Take the entries below and print, exactly, the stretch from the line containing "Target: dirt strip along fence" through the line containing "Target: shaded lawn area", both included.

==============================

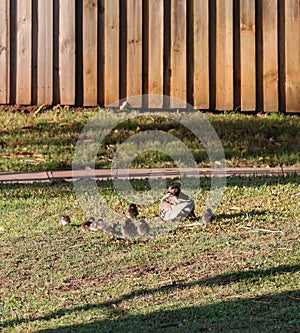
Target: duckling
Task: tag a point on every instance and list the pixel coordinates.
(129, 230)
(132, 212)
(143, 228)
(86, 225)
(207, 216)
(176, 204)
(96, 225)
(64, 220)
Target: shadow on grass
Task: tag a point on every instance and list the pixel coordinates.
(272, 141)
(205, 182)
(270, 313)
(278, 310)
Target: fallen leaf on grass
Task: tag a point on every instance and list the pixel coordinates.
(66, 125)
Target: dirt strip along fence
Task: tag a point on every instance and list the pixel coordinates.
(213, 54)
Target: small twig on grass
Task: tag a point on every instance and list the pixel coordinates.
(296, 298)
(197, 224)
(177, 324)
(262, 230)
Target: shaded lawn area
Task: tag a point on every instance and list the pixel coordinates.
(222, 278)
(46, 141)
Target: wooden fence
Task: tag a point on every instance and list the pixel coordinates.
(214, 54)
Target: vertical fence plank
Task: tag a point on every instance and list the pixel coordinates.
(134, 50)
(178, 50)
(224, 55)
(248, 63)
(67, 51)
(156, 61)
(292, 54)
(89, 42)
(45, 53)
(4, 51)
(111, 51)
(270, 55)
(201, 54)
(23, 66)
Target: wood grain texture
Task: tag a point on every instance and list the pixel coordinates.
(45, 53)
(134, 50)
(90, 52)
(270, 56)
(156, 47)
(224, 55)
(248, 63)
(67, 51)
(24, 52)
(201, 54)
(4, 51)
(292, 54)
(178, 82)
(111, 51)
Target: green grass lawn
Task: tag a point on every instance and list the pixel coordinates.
(222, 278)
(46, 141)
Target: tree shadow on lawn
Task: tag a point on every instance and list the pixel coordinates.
(277, 310)
(270, 313)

==============================

- **Solution below**
Target: dirt strip along fence
Task: tag a point on every instance and list the pixel coordinates.
(213, 54)
Target: small twig on grass
Task: tag a point on every instance and list the pixel coordinates.
(296, 298)
(197, 224)
(177, 324)
(262, 230)
Target: shaded lawn area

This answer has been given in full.